(Stored data entries)
◆ ◆ ◆ ◆ ◆ ◆ ◆
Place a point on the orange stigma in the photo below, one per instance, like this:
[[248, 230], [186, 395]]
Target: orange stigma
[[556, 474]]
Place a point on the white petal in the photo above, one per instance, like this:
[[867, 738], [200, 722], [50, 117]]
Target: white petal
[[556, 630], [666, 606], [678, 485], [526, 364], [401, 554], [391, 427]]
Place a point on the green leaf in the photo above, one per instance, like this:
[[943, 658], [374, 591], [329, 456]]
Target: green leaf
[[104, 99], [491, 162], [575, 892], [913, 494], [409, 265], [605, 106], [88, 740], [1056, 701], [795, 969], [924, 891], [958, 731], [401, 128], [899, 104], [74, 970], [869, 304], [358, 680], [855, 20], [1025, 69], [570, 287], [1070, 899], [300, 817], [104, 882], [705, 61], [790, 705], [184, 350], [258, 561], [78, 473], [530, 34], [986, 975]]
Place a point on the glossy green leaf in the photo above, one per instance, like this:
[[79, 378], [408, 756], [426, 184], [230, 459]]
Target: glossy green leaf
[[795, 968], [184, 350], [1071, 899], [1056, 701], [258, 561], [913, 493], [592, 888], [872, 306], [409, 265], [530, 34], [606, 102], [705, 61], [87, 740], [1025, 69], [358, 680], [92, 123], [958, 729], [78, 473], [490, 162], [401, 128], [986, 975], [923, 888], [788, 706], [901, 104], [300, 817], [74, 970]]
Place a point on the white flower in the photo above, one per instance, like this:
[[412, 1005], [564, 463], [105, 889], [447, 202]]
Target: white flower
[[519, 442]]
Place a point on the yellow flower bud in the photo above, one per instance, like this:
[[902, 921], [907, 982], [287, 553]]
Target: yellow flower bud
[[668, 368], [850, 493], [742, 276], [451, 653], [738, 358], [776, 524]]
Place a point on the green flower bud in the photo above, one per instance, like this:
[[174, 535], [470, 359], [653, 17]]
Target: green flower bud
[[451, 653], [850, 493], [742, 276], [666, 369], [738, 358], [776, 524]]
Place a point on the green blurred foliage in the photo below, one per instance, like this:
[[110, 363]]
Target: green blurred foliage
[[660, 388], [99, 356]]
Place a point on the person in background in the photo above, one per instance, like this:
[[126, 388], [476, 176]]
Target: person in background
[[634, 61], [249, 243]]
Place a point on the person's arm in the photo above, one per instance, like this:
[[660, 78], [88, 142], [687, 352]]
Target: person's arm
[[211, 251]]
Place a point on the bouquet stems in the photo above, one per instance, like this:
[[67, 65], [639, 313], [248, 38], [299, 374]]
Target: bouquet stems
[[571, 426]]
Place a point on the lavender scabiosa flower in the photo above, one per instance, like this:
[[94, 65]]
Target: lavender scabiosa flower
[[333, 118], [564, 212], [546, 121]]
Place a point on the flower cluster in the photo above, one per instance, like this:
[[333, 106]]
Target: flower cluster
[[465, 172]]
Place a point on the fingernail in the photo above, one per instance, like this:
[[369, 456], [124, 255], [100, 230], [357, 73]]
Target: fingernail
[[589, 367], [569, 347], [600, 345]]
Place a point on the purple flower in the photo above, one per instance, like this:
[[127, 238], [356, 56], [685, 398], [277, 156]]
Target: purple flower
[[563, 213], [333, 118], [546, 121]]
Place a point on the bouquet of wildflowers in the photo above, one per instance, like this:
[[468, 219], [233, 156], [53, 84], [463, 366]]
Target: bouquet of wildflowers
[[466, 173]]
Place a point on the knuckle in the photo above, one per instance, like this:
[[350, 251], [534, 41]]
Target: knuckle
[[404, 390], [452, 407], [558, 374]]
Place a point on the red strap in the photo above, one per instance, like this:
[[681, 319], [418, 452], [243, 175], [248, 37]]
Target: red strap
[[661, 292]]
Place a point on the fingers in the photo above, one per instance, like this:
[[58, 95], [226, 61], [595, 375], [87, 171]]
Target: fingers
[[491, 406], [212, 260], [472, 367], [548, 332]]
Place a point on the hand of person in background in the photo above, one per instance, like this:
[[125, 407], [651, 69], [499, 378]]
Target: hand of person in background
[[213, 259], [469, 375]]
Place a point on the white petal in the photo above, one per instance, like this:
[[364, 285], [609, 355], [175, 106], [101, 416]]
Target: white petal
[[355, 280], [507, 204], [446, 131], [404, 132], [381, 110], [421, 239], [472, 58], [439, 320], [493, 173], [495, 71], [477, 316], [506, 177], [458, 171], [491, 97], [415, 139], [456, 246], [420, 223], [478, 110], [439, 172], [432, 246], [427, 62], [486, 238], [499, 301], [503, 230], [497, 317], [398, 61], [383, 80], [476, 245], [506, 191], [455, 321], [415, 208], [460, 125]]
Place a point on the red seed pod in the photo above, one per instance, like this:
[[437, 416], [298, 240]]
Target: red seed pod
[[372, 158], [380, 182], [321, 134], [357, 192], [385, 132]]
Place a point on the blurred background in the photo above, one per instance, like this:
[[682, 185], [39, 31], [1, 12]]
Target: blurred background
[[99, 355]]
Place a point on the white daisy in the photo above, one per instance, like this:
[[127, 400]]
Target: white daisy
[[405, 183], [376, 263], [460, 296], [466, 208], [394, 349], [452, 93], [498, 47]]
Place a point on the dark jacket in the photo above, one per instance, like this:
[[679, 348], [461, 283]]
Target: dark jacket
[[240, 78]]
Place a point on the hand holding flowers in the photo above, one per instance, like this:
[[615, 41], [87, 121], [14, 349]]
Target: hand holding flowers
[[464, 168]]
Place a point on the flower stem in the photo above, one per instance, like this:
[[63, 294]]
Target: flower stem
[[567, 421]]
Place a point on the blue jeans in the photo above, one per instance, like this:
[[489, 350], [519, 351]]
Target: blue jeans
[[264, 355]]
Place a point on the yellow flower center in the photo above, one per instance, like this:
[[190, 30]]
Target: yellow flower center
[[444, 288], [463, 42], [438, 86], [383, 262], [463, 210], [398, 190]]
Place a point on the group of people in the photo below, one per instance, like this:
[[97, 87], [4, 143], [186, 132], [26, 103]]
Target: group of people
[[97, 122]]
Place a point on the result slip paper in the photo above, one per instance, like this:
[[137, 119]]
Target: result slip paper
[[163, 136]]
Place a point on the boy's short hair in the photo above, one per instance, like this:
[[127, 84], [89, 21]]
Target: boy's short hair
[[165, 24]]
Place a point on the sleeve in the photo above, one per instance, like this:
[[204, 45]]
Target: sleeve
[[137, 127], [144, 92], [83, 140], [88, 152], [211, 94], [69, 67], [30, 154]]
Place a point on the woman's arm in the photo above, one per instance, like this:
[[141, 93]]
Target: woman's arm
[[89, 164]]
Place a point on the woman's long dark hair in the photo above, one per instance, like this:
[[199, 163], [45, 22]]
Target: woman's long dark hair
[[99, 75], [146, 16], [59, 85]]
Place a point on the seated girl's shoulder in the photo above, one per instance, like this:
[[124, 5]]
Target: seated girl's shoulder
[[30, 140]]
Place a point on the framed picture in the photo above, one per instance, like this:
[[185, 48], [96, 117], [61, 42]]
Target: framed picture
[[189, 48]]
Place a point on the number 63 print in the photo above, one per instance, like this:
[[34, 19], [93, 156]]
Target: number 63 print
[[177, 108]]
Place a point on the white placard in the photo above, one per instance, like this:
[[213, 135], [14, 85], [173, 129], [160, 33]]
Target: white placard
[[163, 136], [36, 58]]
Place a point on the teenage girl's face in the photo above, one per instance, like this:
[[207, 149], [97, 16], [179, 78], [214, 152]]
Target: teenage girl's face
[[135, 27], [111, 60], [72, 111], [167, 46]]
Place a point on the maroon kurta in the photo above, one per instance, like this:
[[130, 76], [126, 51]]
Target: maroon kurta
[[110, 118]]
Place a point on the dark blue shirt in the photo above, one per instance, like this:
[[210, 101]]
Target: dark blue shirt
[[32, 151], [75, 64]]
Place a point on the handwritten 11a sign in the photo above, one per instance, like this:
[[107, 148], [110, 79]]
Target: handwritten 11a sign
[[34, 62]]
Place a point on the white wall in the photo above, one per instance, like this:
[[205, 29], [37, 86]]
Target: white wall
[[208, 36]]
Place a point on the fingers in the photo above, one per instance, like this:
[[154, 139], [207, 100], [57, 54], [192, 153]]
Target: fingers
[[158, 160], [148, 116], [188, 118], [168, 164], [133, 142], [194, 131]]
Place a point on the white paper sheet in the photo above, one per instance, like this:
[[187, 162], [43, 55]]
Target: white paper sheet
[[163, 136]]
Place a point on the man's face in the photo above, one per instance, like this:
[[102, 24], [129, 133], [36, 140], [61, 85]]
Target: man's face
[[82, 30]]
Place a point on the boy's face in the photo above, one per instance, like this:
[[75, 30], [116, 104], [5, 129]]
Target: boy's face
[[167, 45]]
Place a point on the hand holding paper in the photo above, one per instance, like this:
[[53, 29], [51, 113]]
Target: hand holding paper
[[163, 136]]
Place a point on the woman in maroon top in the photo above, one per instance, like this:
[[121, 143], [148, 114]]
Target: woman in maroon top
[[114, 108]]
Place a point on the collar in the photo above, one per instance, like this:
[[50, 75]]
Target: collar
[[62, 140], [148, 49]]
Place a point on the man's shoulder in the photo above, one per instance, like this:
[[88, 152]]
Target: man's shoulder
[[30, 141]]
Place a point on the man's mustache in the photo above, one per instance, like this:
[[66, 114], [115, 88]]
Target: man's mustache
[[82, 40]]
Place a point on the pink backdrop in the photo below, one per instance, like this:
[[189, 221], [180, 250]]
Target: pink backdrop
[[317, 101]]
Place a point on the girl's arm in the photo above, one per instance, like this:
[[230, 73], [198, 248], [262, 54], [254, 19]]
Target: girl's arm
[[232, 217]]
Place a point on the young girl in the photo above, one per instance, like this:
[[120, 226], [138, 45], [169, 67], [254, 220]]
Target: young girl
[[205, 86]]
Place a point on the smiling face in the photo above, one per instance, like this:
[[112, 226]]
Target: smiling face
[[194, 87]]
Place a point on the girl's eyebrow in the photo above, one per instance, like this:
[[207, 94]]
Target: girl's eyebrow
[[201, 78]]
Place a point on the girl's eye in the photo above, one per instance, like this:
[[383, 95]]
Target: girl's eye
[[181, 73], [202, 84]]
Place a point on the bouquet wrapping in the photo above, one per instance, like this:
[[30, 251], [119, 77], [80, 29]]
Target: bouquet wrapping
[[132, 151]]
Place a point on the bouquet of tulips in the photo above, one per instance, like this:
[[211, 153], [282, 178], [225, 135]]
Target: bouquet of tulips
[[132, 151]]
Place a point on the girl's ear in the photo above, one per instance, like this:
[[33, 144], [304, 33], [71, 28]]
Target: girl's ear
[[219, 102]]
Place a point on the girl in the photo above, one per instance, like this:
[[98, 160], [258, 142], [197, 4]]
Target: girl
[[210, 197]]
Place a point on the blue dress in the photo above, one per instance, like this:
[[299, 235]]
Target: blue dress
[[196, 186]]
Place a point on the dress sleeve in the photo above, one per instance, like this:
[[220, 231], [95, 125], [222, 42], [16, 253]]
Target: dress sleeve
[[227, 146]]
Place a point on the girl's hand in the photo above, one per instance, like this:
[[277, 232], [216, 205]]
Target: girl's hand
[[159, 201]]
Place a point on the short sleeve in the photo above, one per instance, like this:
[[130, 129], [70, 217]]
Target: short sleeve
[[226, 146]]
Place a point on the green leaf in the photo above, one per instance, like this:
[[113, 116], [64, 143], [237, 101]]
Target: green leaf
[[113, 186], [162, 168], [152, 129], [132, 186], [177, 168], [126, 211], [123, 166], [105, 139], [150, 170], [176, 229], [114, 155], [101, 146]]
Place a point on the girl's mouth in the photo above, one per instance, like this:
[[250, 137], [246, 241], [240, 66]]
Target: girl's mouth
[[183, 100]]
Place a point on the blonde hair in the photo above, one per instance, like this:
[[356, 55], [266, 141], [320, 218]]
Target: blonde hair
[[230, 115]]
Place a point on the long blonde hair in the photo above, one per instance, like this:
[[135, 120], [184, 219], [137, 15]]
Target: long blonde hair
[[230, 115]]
◆ ◆ ◆ ◆ ◆ ◆ ◆
### Direction
Reproduce the part of the items that opens with the line containing "Place a point on the seated" and closes with the line containing "[[32, 151], [75, 64]]", substituting "tunic" for "kurta" throughout and leaving all other text unchanged.

### Solution below
Place a point on the seated girl's shoulder in the photo above, one per instance, like this:
[[124, 5]]
Target: seated girl's shoulder
[[30, 140]]
Place a point on the framed picture in the photo above, one per instance, like this:
[[185, 48], [96, 117], [61, 42]]
Target: framed picture
[[189, 48]]
Place a point on the number 63 print in the photo above, one per instance, like this:
[[34, 19], [93, 156]]
Target: number 63 print
[[177, 108]]
Place a point on the white placard in the photo above, one per instance, like this:
[[213, 135], [14, 85], [173, 129], [160, 33]]
Target: white placard
[[163, 136], [36, 58]]
Place a point on the teenage girl's face in the photo above, one per instance, like this:
[[207, 149], [97, 16], [179, 78], [214, 152]]
Target: teenage girl's face
[[135, 27], [111, 60], [72, 111], [167, 46]]
Place a point on the maroon tunic in the photo above, one per instance, like this:
[[130, 76], [126, 51]]
Target: maroon tunic
[[110, 118]]
Place a point on the dark blue shirt in the photo above, one per instance, like this:
[[210, 101]]
Target: dark blue shirt
[[32, 151], [75, 64]]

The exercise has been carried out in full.